Exercise directions:
Copy every record word for word.

Extracted material:
:::

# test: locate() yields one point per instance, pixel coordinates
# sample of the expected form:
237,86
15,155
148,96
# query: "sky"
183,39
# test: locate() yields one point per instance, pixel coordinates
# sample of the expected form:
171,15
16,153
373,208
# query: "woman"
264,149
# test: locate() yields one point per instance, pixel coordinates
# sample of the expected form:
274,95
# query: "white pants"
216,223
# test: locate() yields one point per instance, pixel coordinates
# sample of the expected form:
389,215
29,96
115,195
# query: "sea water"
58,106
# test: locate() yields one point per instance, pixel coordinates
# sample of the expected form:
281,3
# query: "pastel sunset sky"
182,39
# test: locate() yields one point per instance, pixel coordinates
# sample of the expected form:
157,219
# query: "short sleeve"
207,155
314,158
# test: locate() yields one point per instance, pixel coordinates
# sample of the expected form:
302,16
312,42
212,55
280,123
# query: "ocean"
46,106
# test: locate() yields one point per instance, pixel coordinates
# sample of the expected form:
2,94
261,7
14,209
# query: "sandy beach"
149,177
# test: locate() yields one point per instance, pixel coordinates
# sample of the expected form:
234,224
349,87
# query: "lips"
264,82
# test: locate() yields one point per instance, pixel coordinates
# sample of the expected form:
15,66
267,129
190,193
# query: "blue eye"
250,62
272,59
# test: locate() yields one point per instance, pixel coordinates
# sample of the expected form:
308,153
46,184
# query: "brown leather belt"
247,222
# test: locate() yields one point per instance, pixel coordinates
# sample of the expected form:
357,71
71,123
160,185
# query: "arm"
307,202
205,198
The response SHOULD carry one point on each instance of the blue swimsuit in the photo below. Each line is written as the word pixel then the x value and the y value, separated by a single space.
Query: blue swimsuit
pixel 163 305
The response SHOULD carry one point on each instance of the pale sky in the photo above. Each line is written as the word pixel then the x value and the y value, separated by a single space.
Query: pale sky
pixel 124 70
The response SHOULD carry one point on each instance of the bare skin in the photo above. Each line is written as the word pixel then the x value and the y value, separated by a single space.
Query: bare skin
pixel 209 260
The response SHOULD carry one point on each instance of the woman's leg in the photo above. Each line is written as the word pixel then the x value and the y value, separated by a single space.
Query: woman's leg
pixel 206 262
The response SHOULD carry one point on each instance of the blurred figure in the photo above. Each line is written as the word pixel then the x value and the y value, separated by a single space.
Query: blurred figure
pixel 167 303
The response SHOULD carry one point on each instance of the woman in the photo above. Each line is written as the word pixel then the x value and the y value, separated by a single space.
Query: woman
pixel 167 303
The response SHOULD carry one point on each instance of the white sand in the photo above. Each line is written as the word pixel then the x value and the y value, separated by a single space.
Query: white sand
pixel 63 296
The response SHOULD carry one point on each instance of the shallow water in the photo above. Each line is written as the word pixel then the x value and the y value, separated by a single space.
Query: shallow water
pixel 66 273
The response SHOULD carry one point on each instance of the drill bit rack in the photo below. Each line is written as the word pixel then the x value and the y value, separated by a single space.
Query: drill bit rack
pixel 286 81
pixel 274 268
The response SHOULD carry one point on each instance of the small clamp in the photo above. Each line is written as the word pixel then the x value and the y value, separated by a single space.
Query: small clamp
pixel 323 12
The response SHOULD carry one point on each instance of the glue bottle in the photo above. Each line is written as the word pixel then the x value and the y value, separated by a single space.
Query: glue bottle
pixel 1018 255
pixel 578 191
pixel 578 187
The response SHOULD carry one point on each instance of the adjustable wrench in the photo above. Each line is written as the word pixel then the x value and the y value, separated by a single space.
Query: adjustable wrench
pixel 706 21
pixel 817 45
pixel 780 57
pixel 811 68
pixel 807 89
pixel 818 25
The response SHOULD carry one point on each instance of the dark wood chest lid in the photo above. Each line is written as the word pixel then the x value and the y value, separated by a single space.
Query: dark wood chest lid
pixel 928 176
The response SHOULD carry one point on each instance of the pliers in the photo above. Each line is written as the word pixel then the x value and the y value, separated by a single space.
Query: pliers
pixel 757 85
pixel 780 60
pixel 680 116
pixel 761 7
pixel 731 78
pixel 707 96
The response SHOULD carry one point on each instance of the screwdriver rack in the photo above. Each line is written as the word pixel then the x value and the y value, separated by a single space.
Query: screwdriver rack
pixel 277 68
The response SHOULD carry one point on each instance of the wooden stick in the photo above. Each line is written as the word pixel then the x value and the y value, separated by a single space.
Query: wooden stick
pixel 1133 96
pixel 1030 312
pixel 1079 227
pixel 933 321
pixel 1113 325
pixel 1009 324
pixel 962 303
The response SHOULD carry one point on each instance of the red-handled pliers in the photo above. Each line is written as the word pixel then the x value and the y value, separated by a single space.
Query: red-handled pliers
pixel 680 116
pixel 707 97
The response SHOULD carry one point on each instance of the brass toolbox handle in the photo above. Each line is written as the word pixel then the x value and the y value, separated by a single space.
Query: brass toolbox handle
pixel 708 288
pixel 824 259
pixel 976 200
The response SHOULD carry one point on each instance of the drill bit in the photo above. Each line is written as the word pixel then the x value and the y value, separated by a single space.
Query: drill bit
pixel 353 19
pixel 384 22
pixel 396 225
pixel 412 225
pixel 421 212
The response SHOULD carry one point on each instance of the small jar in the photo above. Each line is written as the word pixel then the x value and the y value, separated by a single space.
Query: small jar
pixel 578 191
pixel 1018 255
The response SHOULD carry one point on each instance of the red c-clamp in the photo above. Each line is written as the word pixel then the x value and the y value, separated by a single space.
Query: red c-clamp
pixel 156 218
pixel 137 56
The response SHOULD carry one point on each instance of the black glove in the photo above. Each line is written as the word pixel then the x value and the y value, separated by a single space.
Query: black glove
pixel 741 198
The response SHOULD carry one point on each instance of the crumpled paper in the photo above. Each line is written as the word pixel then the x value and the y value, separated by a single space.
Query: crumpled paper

:::

Exercise output:
# test: locate() yields one point per instance, pixel coordinates
# sample of the expected form:
237,86
15,155
148,96
# query: "sky"
183,39
# test: locate() yields one point per instance, pixel coordinates
# sample of the expected form:
171,15
16,153
373,208
# query: "woman"
264,149
# test: locate() yields one point per instance, pixel coordinates
# sample of the expected form:
274,95
# query: "white pants"
216,223
# test: locate() yields one point per instance, pixel coordinates
# sample of the expected form:
389,215
29,96
115,195
# query: "sea water"
58,106
# test: locate() yields one point per instance, pixel coordinates
# sample of the expected form:
281,3
# query: "pastel sunset sky"
182,39
# test: locate() yields one point per instance, pixel coordinates
# sample of the expected form:
157,219
# query: "short sleeve"
207,155
314,158
# test: locate() yields one point per instance, pixel coordinates
# sample of the expected form:
302,16
312,42
212,55
280,123
# query: "ocean"
46,106
# test: locate() yields one point per instance, pixel coordinates
# sample of the expected form:
2,94
261,7
14,209
# query: "sandy beach"
149,177
# test: locate() yields one point per instance, pixel coordinates
# sample of the expected form:
234,224
349,87
# query: "lips"
264,82
# test: locate() yields one point per instance, pixel coordinates
# sample of the expected form:
15,66
267,129
190,193
# query: "blue eye"
250,62
272,59
# test: locate() yields one point per instance, pixel coordinates
# sample of the expected form:
308,153
46,184
# query: "brown leather belt"
247,222
# test: locate() yields one point per instance, pixel coordinates
# sample of the expected form:
357,71
71,123
160,185
# query: "arm"
307,202
205,198
The response SHOULD carry one point on each instance of the blue swimsuit in the photo below. Each line is written as the word pixel then the x value and the y value, separated by a single space.
Query: blue swimsuit
pixel 163 305
The response SHOULD carry one point on each instance of the pale sky in the photo above. Each line is written as the word pixel then the x value and the y value, separated by a single space.
Query: pale sky
pixel 124 70
The response SHOULD carry one point on each instance of the bare skin in the photo above. Each line is written as the word pixel then the x value and the y value, separated by a single space.
Query: bare skin
pixel 209 260
The response SHOULD carry one point on each instance of the woman's leg in the photo above. Each line is written as the word pixel then the x value and the y value, separated by a single space.
Query: woman's leg
pixel 206 262
The response SHOULD carry one point on each instance of the blurred figure in the photo above. Each line is written as the word pixel then the x value and the y value, separated by a single space.
Query: blurred figure
pixel 167 303
The response SHOULD carry one point on each instance of the woman in the photo above. Each line is written as the word pixel then the x value and the y value, separated by a single space.
Query: woman
pixel 167 303
The response SHOULD carry one point on each instance of the white sand in the photo above. Each line is written as the word pixel then the x value and the y value, separated by a single space.
Query: white sand
pixel 63 296
The response SHOULD carry one point on each instance of the shallow water in the photo above. Each line is written as the word pixel then the x value and the y value, separated by a single space.
Query: shallow water
pixel 66 273
The response SHOULD carry one point on each instance of the drill bit rack in the photo below. Each line is written as the word pixel then the x value and the y value, separated by a single space.
Query: drill bit rack
pixel 286 81
pixel 274 268
The response SHOULD carry one point on each instance of the small clamp in the photo above. Each line is written as the word pixel then the x value and the y value, separated by a single space.
Query: small clamp
pixel 323 12
The response SHOULD carry one point on each instance of the glue bottle in the photo above. Each line is written as the word pixel then the x value and the y value, separated by a single space.
Query: glue bottle
pixel 1018 255
pixel 578 191
pixel 578 187
The response SHOULD carry one point on each instance of the adjustable wrench in the photo above. Each line is written as the word pixel then the x value and the y value, separated by a single space.
Query: adjustable wrench
pixel 706 21
pixel 817 45
pixel 780 57
pixel 811 68
pixel 807 89
pixel 818 25
The response SHOULD carry one point on each instance of the dark wood chest lid in the photo above. Each line is written as the word pixel then the x value and the y value, separated by a single space.
Query: dark wood chest lid
pixel 928 176
The response SHOULD carry one point on each instance of the pliers in the photo above. Each line is written as the word pixel then the x value and the y value, separated by a single space.
Query: pliers
pixel 757 85
pixel 780 60
pixel 680 116
pixel 761 7
pixel 731 78
pixel 707 96
The response SHOULD carry one point on each instance of the screwdriver rack in the photo above. Each line is written as the word pixel then the x value and the y value, separated by a single space.
Query: screwdriver rack
pixel 277 68
The response SHOULD carry one point on each instance of the wooden stick in the photo above. Each line is written as the word pixel then the x value and the y value, separated by a single space.
Query: wooden stick
pixel 1133 96
pixel 1030 312
pixel 1079 227
pixel 933 321
pixel 1113 325
pixel 1009 324
pixel 962 303
The response SHOULD carry one point on each instance of the red-handled pliers in the photo above. Each line is written as the word pixel then the x value and the y value, separated by a single space.
Query: red-handled pliers
pixel 680 116
pixel 707 97
The response SHOULD carry one point on each instance of the brass toolbox handle in the photo above. Each line is written as the word pixel then the x value and the y value, separated by a single space.
Query: brass toolbox handle
pixel 708 288
pixel 824 259
pixel 976 200
The response SHOULD carry one point on each instance of the drill bit in the photo above. Each line is written as the word pixel then the x value and the y value, separated by a single space.
Query: drill bit
pixel 353 19
pixel 384 22
pixel 396 225
pixel 412 225
pixel 421 212
The response SHOULD carry one point on each instance of the small jar in the photo above. Each line is written as the word pixel then the x value and the y value, separated by a single space.
Query: small jar
pixel 578 191
pixel 1018 255
The response SHOULD carry one point on each instance of the red c-clamp in the photo above. Each line is written as the word pixel then the x value and the y value, separated by a single space.
Query: red c-clamp
pixel 156 218
pixel 137 56
The response SHOULD carry one point on each instance of the black glove in the photo above. Each line is written as the word pixel then the x value and the y value, separated by a single space.
Query: black glove
pixel 741 198
The response SHOULD carry one point on each instance of the crumpled paper in the photo above. Each line is written as the word pixel then the x value and the y value, separated by a single space.
Query: crumpled paper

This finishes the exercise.